_Rows from a pointing dataset:_

'''

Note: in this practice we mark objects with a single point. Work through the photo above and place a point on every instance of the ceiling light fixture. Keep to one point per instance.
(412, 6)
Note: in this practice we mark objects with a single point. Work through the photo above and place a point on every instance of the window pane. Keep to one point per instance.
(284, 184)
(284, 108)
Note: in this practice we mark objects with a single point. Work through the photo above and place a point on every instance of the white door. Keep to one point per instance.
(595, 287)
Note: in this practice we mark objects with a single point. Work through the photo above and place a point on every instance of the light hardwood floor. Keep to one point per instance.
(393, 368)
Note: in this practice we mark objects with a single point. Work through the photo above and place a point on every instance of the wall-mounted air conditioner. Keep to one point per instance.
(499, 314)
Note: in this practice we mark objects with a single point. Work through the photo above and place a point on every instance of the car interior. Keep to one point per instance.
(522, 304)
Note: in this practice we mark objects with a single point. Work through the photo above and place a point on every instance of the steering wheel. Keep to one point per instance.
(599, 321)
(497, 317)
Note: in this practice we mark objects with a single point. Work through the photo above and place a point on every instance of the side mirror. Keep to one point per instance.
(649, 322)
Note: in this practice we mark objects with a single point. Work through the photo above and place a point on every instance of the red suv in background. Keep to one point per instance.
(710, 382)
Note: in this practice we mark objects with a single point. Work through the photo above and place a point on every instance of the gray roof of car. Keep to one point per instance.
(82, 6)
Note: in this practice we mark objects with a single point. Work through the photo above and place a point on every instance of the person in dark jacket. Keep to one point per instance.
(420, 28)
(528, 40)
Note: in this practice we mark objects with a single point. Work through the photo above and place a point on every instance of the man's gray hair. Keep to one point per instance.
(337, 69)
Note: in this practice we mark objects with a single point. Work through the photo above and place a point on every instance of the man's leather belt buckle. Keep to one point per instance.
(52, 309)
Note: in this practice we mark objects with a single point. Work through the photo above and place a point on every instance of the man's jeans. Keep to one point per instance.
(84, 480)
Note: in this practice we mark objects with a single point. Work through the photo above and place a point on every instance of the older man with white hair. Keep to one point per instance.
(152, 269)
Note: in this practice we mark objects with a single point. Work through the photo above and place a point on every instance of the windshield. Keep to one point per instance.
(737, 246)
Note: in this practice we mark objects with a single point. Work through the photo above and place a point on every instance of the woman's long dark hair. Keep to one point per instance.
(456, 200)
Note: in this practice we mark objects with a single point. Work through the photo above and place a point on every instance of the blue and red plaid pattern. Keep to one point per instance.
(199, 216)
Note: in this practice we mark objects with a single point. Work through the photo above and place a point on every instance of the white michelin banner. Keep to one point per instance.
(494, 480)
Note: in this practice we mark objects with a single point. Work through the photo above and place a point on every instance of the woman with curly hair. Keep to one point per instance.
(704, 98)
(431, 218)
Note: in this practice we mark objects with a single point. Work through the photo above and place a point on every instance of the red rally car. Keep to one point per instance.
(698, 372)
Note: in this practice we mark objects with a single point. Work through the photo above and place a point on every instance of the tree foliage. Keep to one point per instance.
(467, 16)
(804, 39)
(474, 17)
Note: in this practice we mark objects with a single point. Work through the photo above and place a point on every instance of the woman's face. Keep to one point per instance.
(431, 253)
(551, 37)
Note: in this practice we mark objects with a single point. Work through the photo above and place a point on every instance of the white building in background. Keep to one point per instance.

'''

_SHORT EXERCISE:_ Reproduce verbatim the portion of the data that begins with the line containing "foliage. Keep to one point per instance." and runs through the end of the data, including both that first line and the final line.

_FINISHED ANSWER:_
Note: in this practice we mark objects with a single point. Work through the photo above and place a point on every instance of the tree foliage. Keep to one point per instance.
(467, 16)
(804, 39)
(474, 17)
Note: in this practice we mark objects with a single point. Work through the photo above and place a point on every instance of the woman's face. Keep to one point per instance.
(431, 253)
(551, 37)
Note: in this practice we mark objects with a single point. Work through the photo above and place a point on every instance of the white building in background. Keep to one point per instance.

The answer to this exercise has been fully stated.